Entries provided:

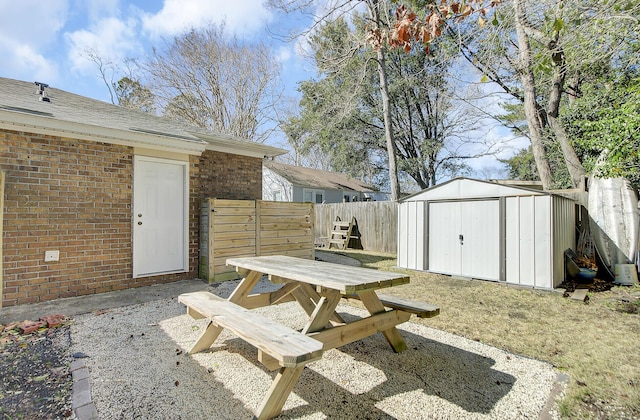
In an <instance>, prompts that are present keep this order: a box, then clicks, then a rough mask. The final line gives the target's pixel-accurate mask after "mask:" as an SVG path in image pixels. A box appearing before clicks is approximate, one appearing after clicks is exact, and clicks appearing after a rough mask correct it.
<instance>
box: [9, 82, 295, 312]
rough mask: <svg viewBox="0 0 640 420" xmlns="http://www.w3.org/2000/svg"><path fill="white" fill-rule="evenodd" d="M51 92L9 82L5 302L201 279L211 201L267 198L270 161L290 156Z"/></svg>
mask: <svg viewBox="0 0 640 420" xmlns="http://www.w3.org/2000/svg"><path fill="white" fill-rule="evenodd" d="M44 93H45V95H46V96H47V97H48V98H49V99H50V102H46V101H42V100H39V99H40V98H43V97H44V95H41V94H39V92H38V87H37V86H35V85H34V84H33V83H28V82H21V81H16V80H11V79H4V78H0V170H2V171H3V172H4V175H5V186H4V208H3V209H2V210H3V211H4V224H3V230H2V231H1V232H0V233H1V234H2V237H3V241H2V242H0V243H2V249H1V250H0V258H2V263H3V264H2V265H1V266H2V271H1V272H0V295H1V297H2V299H1V300H0V306H3V305H4V306H12V305H19V304H26V303H35V302H41V301H46V300H51V299H56V298H61V297H71V296H79V295H85V294H92V293H100V292H106V291H111V290H118V289H125V288H130V287H138V286H145V285H150V284H157V283H166V282H171V281H176V280H182V279H187V278H196V277H197V276H198V235H199V233H198V228H199V209H200V202H201V200H202V199H203V198H205V197H211V196H213V197H217V198H229V199H258V198H260V197H261V193H262V185H261V184H262V160H263V158H264V157H265V156H276V155H279V154H281V153H283V151H282V150H280V149H277V148H273V147H269V146H265V145H261V144H256V143H251V142H248V141H242V140H239V139H234V138H232V137H229V136H224V135H218V134H216V133H212V132H209V131H206V130H203V129H200V128H195V127H189V126H185V125H183V124H179V123H176V122H173V121H170V120H167V119H164V118H160V117H157V116H154V115H150V114H145V113H141V112H136V111H131V110H128V109H124V108H121V107H118V106H114V105H111V104H107V103H104V102H100V101H96V100H93V99H90V98H85V97H82V96H78V95H74V94H72V93H69V92H64V91H61V90H58V89H53V88H46V89H45V92H44ZM47 251H57V253H56V252H54V253H53V255H57V258H56V257H54V258H49V255H51V254H52V253H50V252H49V253H47ZM45 255H47V260H45Z"/></svg>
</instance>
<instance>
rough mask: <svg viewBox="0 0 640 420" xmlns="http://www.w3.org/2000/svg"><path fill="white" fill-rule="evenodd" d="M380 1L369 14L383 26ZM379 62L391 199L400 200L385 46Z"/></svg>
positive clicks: (399, 183)
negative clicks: (390, 191) (380, 14)
mask: <svg viewBox="0 0 640 420" xmlns="http://www.w3.org/2000/svg"><path fill="white" fill-rule="evenodd" d="M379 7H380V3H379V2H378V1H377V0H374V1H372V2H371V3H370V4H369V14H370V17H371V20H372V21H374V22H375V23H376V24H377V25H378V27H382V23H381V22H380V11H379ZM376 54H377V64H378V77H379V78H380V95H381V97H382V115H383V119H384V137H385V140H386V144H387V156H388V159H389V184H390V186H391V201H398V199H399V198H400V181H399V180H398V168H397V166H396V141H395V138H394V137H393V129H392V126H391V105H390V102H391V100H390V99H389V84H388V82H387V68H386V63H385V57H384V50H383V48H379V49H378V51H377V52H376Z"/></svg>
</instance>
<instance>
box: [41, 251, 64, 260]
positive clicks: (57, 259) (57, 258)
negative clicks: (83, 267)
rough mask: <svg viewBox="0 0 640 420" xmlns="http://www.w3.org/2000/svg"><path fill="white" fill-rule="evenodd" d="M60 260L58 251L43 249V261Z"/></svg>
mask: <svg viewBox="0 0 640 420" xmlns="http://www.w3.org/2000/svg"><path fill="white" fill-rule="evenodd" d="M59 260H60V251H57V250H56V251H45V252H44V262H51V261H59Z"/></svg>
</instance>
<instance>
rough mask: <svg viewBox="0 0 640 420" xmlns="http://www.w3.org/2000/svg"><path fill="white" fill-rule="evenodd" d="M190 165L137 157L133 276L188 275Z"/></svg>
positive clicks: (161, 159)
mask: <svg viewBox="0 0 640 420" xmlns="http://www.w3.org/2000/svg"><path fill="white" fill-rule="evenodd" d="M188 171H189V166H188V163H187V162H181V161H173V160H166V159H157V158H151V157H144V156H135V158H134V172H133V276H134V277H143V276H150V275H157V274H166V273H175V272H185V271H188V269H189V265H188V201H189V200H188V191H189V189H188V182H189V173H188Z"/></svg>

Task objective:
From the first record to the last, retype everything exactly except the images.

Exercise response:
In an <instance>, prompts that are present keep this order: a box, then clicks, then a rough mask. The final line gives the target's pixel-accurate mask after "mask:" as an SVG path in image pixels. A box appearing before clicks is approximate, one appearing after clicks is exact, and clicks appearing after a rough mask correct it.
<instance>
box: [9, 82, 295, 312]
rough mask: <svg viewBox="0 0 640 420" xmlns="http://www.w3.org/2000/svg"><path fill="white" fill-rule="evenodd" d="M51 92L9 82L5 302L201 279L211 201L267 198L270 161L290 156Z"/></svg>
mask: <svg viewBox="0 0 640 420" xmlns="http://www.w3.org/2000/svg"><path fill="white" fill-rule="evenodd" d="M44 93H45V95H46V96H47V97H48V98H49V99H50V102H46V101H42V100H39V99H40V98H43V97H44V95H41V94H39V92H38V87H37V86H35V85H34V84H33V83H28V82H21V81H16V80H11V79H4V78H0V170H2V171H3V172H4V175H5V186H4V208H3V209H2V210H3V211H4V224H3V230H2V231H1V232H0V233H1V234H2V237H3V241H2V242H0V243H2V249H1V250H0V258H2V263H3V264H2V265H1V266H2V271H1V272H0V295H1V297H2V299H1V300H0V306H3V305H4V306H12V305H19V304H26V303H35V302H41V301H46V300H51V299H56V298H61V297H71V296H79V295H85V294H92V293H100V292H106V291H111V290H118V289H125V288H130V287H138V286H145V285H150V284H157V283H166V282H171V281H176V280H182V279H187V278H196V277H197V276H198V235H199V233H198V228H199V209H200V202H201V200H202V199H203V198H205V197H211V196H213V197H217V198H229V199H258V198H260V197H261V193H262V185H261V184H262V160H263V158H264V157H265V156H276V155H279V154H281V153H283V151H282V150H280V149H277V148H273V147H269V146H265V145H261V144H256V143H251V142H248V141H242V140H239V139H234V138H232V137H229V136H224V135H218V134H216V133H212V132H209V131H206V130H203V129H200V128H195V127H189V126H185V125H183V124H179V123H176V122H173V121H170V120H167V119H164V118H160V117H157V116H154V115H150V114H145V113H141V112H136V111H131V110H128V109H124V108H121V107H118V106H114V105H111V104H107V103H104V102H100V101H96V100H93V99H90V98H85V97H82V96H78V95H74V94H72V93H69V92H64V91H61V90H58V89H53V88H46V89H45V92H44ZM47 251H57V253H56V252H54V253H53V255H57V258H56V257H54V258H49V255H51V254H52V253H50V252H49V253H47ZM45 255H47V260H45Z"/></svg>
</instance>
<instance>
rough mask: <svg viewBox="0 0 640 420" xmlns="http://www.w3.org/2000/svg"><path fill="white" fill-rule="evenodd" d="M380 1L369 14L383 26ZM379 62L391 199L400 200L385 46Z"/></svg>
positive clicks: (399, 183)
negative clicks: (390, 191) (380, 14)
mask: <svg viewBox="0 0 640 420" xmlns="http://www.w3.org/2000/svg"><path fill="white" fill-rule="evenodd" d="M379 7H380V3H379V2H378V1H377V0H374V1H372V2H371V3H370V4H369V14H370V17H371V20H372V21H374V22H375V23H376V24H377V25H378V27H382V23H381V22H380V11H379ZM376 54H377V64H378V77H379V78H380V95H381V97H382V115H383V119H384V137H385V140H386V144H387V156H388V159H389V184H390V186H391V201H398V199H399V198H400V181H399V180H398V168H397V166H396V141H395V138H394V137H393V129H392V126H391V105H390V102H391V100H390V99H389V84H388V82H387V68H386V63H385V57H384V50H383V48H379V49H378V51H377V52H376Z"/></svg>
</instance>
<instance>
box: [41, 251, 64, 260]
positive clicks: (57, 259) (57, 258)
negative clicks: (83, 267)
rough mask: <svg viewBox="0 0 640 420" xmlns="http://www.w3.org/2000/svg"><path fill="white" fill-rule="evenodd" d="M60 260L58 251L43 249V261Z"/></svg>
mask: <svg viewBox="0 0 640 420" xmlns="http://www.w3.org/2000/svg"><path fill="white" fill-rule="evenodd" d="M59 260H60V251H57V250H56V251H45V252H44V262H51V261H59Z"/></svg>
</instance>
<instance>
rough mask: <svg viewBox="0 0 640 420" xmlns="http://www.w3.org/2000/svg"><path fill="white" fill-rule="evenodd" d="M190 165L137 157L133 276L188 275Z"/></svg>
positive clicks: (161, 159)
mask: <svg viewBox="0 0 640 420" xmlns="http://www.w3.org/2000/svg"><path fill="white" fill-rule="evenodd" d="M188 171H189V166H188V163H187V162H181V161H173V160H166V159H157V158H151V157H144V156H135V158H134V172H133V276H134V277H143V276H150V275H157V274H166V273H175V272H185V271H188V269H189V265H188V201H189V200H188V191H189V189H188V182H189V173H188Z"/></svg>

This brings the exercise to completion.